Hospitais ainda não seguem recomendação da OMS de incentivar partos normais
 
Claudia é autora da dissertação de mestrado Práticas obstétricas e a questão das cesarianas intraparto na rede pública de saúde de São Paulo, que analisou prontuários de 158 parturientes de dois hospitais da rede pública de São Paulo, localizados na Zona Leste da capital. Um deles utilizava o modelo humanizado (Centro de Parto Normal) e o outro o modelo tradicional, com centro obstétrico. O estudo foi apresentado na Faculdade de Saúde Pública (FSP), orientado pela professora Ana Cristina D’Andretta Tanaka, também da FSP.

O parto humanizado prevê assistência total à mulher durante o trabalho de parto, visando seu conforto. “O que tem que ficar claro é que esse não é um momento de glorificação do profissional, mas um momento da mulher e o que tem que ser valorizado é a relação mãe-bebê”.

As mulheres analisadas eram consideradas saudáveis, o que as colocava na condição ideal para a realização do parto normal. Entretanto, por motivos diversos — esclarecidos de forma bastante contraditória nesses prontuários — elas foram submetidas à cesariana. “Algumas intercorrências podem levar a uma mudança de planos na realização do parto. O que ficou claro no estudo é que muitas mulheres poderiam ter seus bebês pelo parto normal, mas em função de intervenções excessivas ou por uma decisão arbitrária médica, elas foram impedidas”.

- O QUE FAZER
1/ Que pessoas e instituições são citadas pelo nome no texto sobre partos normais?
2/ Transcreva, sem alterações, o trecho do texto sobre partos normais que vai de "Hospitais ainda não" até "também da FSP.".

- ENTRADAS FORNECIDAS

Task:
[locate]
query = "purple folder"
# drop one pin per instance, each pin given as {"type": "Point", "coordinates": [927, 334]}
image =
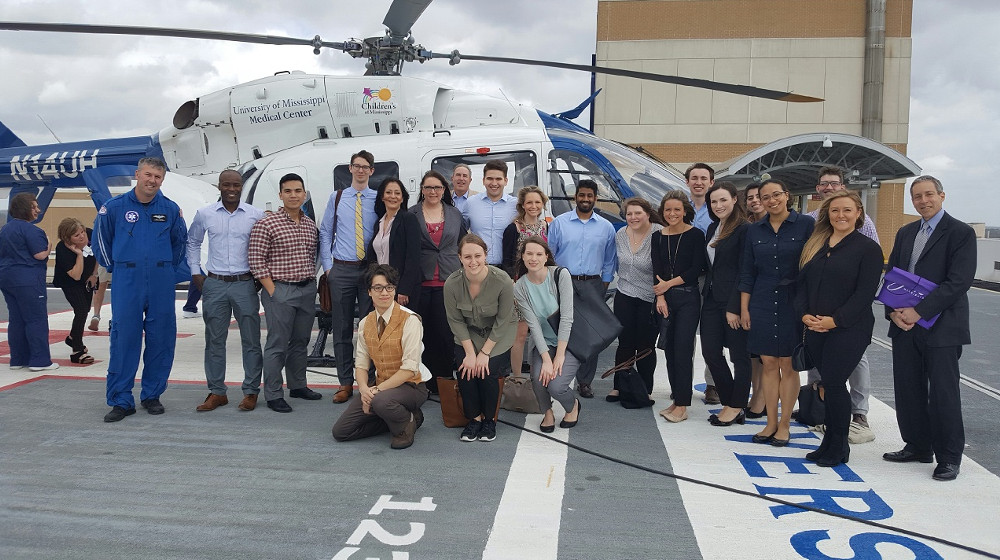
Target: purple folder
{"type": "Point", "coordinates": [904, 289]}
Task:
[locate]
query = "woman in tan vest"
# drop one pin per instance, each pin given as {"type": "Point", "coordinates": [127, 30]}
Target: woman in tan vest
{"type": "Point", "coordinates": [390, 338]}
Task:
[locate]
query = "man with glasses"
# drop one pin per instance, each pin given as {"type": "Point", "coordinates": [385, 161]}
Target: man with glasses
{"type": "Point", "coordinates": [488, 214]}
{"type": "Point", "coordinates": [390, 338]}
{"type": "Point", "coordinates": [831, 180]}
{"type": "Point", "coordinates": [346, 230]}
{"type": "Point", "coordinates": [461, 178]}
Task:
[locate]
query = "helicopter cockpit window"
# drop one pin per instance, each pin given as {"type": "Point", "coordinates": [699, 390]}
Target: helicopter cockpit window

- RESPOSTAS EM ORDEM
1/ Claudia; Ana Cristina D’Andretta Tanaka; OMS; Faculdade de Saúde Pública (FSP).

2/
Hospitais ainda não seguem recomendação da OMS de incentivar partos normais
 
Claudia é autora da dissertação de mestrado Práticas obstétricas e a questão das cesarianas intraparto na rede pública de saúde de São Paulo, que analisou prontuários de 158 parturientes de dois hospitais da rede pública de São Paulo, localizados na Zona Leste da capital. Um deles utilizava o modelo humanizado (Centro de Parto Normal) e o outro o modelo tradicional, com centro obstétrico. O estudo foi apresentado na Faculdade de Saúde Pública (FSP), orientado pela professora Ana Cristina D’Andretta Tanaka, também da FSP.